Source passage -
Handling Missing Values in Energy & Socioeconomic Data
1.Energy Generation Columns
heat_generation_(TJ), electricity_generation_(GWh), electricity_installed_capacity_(MW)
Fill missing values per country using median. If all values for a country are missing, leave as NaN.

2.Population & GDP Columns
population, gdp
Fill missing values using interpolation along time for the same country. Avoid filling with 0 to prevent distortion in per-capita metrics.

3.Derived / Aggregate Columns
co2_per_capita, sdg_7b1_re_capacity_per_capita, trade_co2_share, etc.
Recalculate after filling the raw data, or fill missing using country-wise median if necessary.

In [46]:
#Code Imputation
#Part 1: Energy Generation Columns
# Ensure column names are clean
final_df.columns = final_df.columns.str.strip()

energy_cols = [
    'heat_generation_(tj)',
    'electricity_generation_(gwh)',
    'electricity_installed_capacity_(mw)'
]

# Impute missing values per country using median
for col in energy_cols:
    if col in final_df.columns:
        final_df[col] = final_df.groupby('iso')[col].transform(
            lambda x: x.fillna(x.median()) if not x.isna().all() else x
        )

# Check missing after
print("Missing values after imputing energy columns:")
print(final_df[energy_cols].isna().sum())

#Part 2: Population & GDP Columns
pop_gdp_cols = ['population', 'gdp']

# Interpolate missing values along time per country using transform
for col in pop_gdp_cols:
    if col in final_df.columns:
        final_df[col] = final_df.groupby('iso')[col].transform(
            lambda x: x.interpolate(method='linear', limit_direction='both')
        )

# Check missing after
print("Missing values after imputing population & GDP:")
print(final_df[pop_gdp_cols].isna().sum())

Missing values after imputing energy columns:
heat_generation_(tj)                     0
electricity_generation_(gwh)           753
electricity_installed_capacity_(mw)    753
dtype: int64
Missing values after imputing population & GDP:
population    13149
gdp           61438
dtype: int64


In [60]:
# Part 3: Derived / Aggregate Columns
# ==============================
derived_cols = [
    'co2_per_capita', 
    'sdg_7b1_re_capacity_per_capita_(w/inhabitant)',
    'trade_co2_share',
    'cumulative_other_co2'
]

for col in derived_cols:
    if col in final_df.columns:
        # Option 1: Recalculate if raw data available
        # Option 2: Impute per country median if all values not missing
        final_df[col] = final_df.groupby('iso')[col].transform(
            lambda x: x.fillna(x.median()) if not x.isna().all() else x
        )

print("Missing values after imputing derived columns:")

Problem statement - In the notes on handling missing values, what should be done with the energy generation columns when every value for a country is missing? The data that follows has no connection to the notes on handling missing values.

Data section -
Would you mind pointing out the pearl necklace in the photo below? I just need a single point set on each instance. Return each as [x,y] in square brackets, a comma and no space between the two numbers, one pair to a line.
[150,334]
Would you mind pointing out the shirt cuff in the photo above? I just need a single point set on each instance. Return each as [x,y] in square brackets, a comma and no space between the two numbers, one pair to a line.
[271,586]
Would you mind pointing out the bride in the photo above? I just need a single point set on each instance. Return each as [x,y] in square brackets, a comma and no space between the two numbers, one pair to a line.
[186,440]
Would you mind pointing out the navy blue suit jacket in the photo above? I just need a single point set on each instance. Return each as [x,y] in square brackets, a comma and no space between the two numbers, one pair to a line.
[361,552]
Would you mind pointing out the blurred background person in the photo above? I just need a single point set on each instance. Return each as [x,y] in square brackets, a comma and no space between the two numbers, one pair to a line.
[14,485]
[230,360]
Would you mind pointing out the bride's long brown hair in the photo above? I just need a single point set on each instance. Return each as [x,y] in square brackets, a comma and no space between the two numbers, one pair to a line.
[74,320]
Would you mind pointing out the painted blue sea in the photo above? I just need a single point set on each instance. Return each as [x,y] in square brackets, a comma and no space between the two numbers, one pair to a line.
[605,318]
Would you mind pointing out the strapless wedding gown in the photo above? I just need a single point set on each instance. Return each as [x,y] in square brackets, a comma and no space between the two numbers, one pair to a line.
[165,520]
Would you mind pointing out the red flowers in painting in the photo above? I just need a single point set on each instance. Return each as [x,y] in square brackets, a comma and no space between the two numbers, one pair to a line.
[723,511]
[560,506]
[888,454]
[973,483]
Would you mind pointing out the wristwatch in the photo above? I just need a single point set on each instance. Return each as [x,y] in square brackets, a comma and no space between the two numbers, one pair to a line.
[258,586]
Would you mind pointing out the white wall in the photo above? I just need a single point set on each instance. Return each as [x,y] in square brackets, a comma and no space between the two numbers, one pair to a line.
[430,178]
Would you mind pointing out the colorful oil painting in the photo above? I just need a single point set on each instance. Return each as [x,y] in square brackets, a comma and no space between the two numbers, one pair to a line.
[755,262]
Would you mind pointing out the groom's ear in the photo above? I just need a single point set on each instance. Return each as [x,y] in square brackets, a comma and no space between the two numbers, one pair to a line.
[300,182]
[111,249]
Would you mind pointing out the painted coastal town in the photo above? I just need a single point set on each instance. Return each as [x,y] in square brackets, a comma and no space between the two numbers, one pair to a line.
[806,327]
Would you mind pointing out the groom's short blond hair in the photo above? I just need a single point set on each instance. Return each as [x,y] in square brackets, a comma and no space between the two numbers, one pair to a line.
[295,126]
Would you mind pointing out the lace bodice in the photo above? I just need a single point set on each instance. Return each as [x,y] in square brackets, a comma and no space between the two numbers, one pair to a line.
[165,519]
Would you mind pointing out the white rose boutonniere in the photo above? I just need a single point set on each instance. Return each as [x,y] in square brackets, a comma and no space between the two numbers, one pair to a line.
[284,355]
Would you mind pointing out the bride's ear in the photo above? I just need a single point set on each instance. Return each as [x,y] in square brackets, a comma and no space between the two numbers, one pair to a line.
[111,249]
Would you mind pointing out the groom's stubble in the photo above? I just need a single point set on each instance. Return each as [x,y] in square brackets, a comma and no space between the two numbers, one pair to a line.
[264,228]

Completed exercise - Leave them as NaN.